| Required task a |
In the passage on bubble memories, what three things determine the bubble diameter and lattice spacing?

| Page |
* * * * * * * * *
This invention relates, in general, to bubble memories and, in particular, to lattice file bubble memory techniques.
Reference is made to in the article by Cohen and Chang, Proceedings of "IEEE" Volume 63, Number 8, August, 1975, entitled, "The Frontiers of Magnetic Bubble Technology", as an example of the existing state of the art in lattice file memories. In this article, the authors discuss the improvement in the packing density in bubble lattice file configurations over existing bubble memories of the non-lattice file type utilizing a stable two-dimensional hexagonal closely-packed array of bubbles created in a bubble film and maintained under bias fields leading to states intermediate between stripout and collapse conditions. The bubble diameter and lattice spacing are determined by the applied bias field, the bubble-bubble interactions and magnetic constants of the bubble film.
* * * * * * * * *
| Data shown |
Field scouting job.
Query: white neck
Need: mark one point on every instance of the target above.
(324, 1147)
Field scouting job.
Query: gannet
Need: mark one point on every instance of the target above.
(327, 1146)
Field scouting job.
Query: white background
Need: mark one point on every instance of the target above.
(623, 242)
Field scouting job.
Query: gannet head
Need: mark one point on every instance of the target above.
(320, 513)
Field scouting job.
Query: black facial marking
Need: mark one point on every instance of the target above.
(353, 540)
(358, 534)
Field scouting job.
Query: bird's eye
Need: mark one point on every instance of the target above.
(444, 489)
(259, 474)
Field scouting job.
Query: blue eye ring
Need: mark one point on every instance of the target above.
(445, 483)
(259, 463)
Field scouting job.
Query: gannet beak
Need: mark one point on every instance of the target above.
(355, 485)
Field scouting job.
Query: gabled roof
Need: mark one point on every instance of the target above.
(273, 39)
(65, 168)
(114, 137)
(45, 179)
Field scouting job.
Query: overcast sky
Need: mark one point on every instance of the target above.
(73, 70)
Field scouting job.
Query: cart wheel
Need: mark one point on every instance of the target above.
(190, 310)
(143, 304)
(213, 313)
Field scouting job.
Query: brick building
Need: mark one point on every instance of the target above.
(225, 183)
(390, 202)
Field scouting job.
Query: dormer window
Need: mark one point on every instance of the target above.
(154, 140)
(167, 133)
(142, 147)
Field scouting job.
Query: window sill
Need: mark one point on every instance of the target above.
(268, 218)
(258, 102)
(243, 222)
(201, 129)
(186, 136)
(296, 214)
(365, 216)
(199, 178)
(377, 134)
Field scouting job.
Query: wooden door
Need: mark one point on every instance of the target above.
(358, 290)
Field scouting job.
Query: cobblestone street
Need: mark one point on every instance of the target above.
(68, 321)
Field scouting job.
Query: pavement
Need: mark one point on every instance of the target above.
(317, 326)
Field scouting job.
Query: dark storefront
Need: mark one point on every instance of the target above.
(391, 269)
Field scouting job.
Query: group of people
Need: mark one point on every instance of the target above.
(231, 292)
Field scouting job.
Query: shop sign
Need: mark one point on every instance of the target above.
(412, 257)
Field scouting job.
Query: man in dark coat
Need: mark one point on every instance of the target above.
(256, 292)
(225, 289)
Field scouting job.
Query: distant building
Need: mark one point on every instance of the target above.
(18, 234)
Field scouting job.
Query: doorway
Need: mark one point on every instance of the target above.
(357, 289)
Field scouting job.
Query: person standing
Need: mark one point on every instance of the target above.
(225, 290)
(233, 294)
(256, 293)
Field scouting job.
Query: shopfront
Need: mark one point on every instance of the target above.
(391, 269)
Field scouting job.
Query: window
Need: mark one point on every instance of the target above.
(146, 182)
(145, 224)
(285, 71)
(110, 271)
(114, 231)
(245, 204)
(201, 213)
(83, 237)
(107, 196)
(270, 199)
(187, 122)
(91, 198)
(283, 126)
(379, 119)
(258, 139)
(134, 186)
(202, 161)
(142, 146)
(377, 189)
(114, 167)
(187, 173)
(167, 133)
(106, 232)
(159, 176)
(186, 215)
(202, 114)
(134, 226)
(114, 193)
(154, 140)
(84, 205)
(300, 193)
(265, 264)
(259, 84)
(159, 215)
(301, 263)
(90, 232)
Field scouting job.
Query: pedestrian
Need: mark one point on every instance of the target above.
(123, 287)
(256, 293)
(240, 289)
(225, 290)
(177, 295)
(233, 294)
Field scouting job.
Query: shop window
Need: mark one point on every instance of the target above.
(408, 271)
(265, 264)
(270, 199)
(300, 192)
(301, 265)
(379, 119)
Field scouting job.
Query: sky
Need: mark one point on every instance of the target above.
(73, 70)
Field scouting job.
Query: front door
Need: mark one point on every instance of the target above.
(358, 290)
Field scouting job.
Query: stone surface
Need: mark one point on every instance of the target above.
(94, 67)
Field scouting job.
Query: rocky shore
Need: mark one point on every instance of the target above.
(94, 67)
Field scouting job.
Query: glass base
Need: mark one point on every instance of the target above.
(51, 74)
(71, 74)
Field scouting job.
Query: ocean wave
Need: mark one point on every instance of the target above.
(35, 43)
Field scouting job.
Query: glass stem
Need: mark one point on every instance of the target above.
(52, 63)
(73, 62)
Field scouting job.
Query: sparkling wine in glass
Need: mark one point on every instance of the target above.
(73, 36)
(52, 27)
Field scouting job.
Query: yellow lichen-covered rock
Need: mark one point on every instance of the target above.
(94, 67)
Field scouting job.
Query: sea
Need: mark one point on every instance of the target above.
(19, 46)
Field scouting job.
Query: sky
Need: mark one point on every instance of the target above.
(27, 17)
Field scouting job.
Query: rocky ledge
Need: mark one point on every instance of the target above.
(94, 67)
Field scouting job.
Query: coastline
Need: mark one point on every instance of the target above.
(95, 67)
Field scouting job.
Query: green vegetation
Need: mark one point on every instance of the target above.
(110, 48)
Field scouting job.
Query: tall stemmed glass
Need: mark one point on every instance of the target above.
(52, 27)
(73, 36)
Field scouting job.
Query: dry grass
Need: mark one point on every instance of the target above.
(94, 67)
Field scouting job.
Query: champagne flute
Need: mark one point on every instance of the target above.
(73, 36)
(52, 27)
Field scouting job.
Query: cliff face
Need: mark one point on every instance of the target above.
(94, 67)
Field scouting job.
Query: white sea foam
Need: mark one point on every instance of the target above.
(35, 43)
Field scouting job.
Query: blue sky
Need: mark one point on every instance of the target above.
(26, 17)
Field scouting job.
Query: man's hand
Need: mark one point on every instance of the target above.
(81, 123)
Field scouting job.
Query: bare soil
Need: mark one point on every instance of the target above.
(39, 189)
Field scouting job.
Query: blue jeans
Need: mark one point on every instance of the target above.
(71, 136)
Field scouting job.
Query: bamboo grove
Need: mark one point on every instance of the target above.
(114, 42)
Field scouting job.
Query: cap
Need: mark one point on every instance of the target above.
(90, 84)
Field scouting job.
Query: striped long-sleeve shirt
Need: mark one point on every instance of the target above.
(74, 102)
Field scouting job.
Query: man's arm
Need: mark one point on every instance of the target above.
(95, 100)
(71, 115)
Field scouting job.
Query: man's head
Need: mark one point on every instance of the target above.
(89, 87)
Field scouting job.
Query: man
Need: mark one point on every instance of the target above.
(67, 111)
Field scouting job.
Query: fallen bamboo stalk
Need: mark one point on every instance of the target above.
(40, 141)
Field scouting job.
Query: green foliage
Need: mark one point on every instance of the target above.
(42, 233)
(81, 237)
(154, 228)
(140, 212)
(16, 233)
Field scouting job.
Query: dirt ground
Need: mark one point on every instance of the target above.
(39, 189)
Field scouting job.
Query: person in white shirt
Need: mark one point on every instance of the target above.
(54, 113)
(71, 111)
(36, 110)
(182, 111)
* * * * * * * * *
| Required task b |
Give only the number of lines in the records that contain the string "gannet". Case counts.

| Task output a |
The applied bias field, the bubble-bubble interactions and the magnetic constants of the bubble film.

| Task output b |
3